## Work item
Transcribe each record exactly, but omit pictures.

------------------------------------

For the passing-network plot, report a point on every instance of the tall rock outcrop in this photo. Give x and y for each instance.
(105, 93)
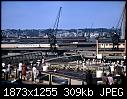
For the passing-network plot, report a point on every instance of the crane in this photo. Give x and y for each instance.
(52, 33)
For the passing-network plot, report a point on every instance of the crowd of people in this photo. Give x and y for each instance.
(20, 71)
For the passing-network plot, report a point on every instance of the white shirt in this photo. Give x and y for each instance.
(112, 68)
(110, 80)
(20, 67)
(3, 64)
(34, 70)
(8, 69)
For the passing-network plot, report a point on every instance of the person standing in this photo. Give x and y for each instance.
(20, 71)
(24, 71)
(110, 79)
(89, 77)
(34, 70)
(3, 70)
(104, 79)
(8, 70)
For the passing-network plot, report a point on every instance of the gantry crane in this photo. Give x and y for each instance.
(52, 33)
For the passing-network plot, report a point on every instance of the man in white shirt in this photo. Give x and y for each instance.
(110, 80)
(8, 70)
(3, 70)
(20, 71)
(34, 70)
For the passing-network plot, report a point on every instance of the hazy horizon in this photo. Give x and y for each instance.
(74, 14)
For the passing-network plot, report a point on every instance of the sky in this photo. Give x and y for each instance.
(74, 14)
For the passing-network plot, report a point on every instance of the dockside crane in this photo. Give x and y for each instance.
(115, 36)
(52, 33)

------------------------------------

## Written response
For the passing-network plot, report a point on every instance of the tall rock outcrop in this photo. Give x and y for each instance.
(105, 93)
For the passing-network plot, report a point on every instance of the crane in this photo. Give x and y for each instance.
(52, 33)
For the passing-network plot, report a point on every instance of the crowd of people in this photo. Give x and y for each instance.
(20, 71)
For the passing-network plot, report a point on every instance of the white shirt in this photo. Give x and y for each instance.
(112, 68)
(110, 80)
(20, 67)
(3, 64)
(34, 70)
(8, 69)
For the passing-network plot, report a point on every instance of the person standing in this photo. Give x and y for each instance.
(20, 71)
(24, 71)
(110, 79)
(89, 77)
(34, 70)
(3, 70)
(104, 79)
(8, 70)
For the passing-network plot, report a point on every instance of the gantry crane in this photo. Give x and y for each instance.
(52, 33)
For the passing-network plot, report a point on every instance of the man in white shirt in this photo. Give x and y for each instance.
(110, 80)
(8, 70)
(3, 70)
(20, 71)
(34, 70)
For the passing-network plot, report a point on every instance of the hazy horizon in this photo. Give x and y for each instance.
(74, 14)
For the passing-network plot, report a point on every instance of the sky in this photo. Give x and y for each instance.
(74, 14)
For the passing-network plot, report a point on every instance of the dockside crane in this photo. Give x and y for each instance.
(115, 36)
(52, 33)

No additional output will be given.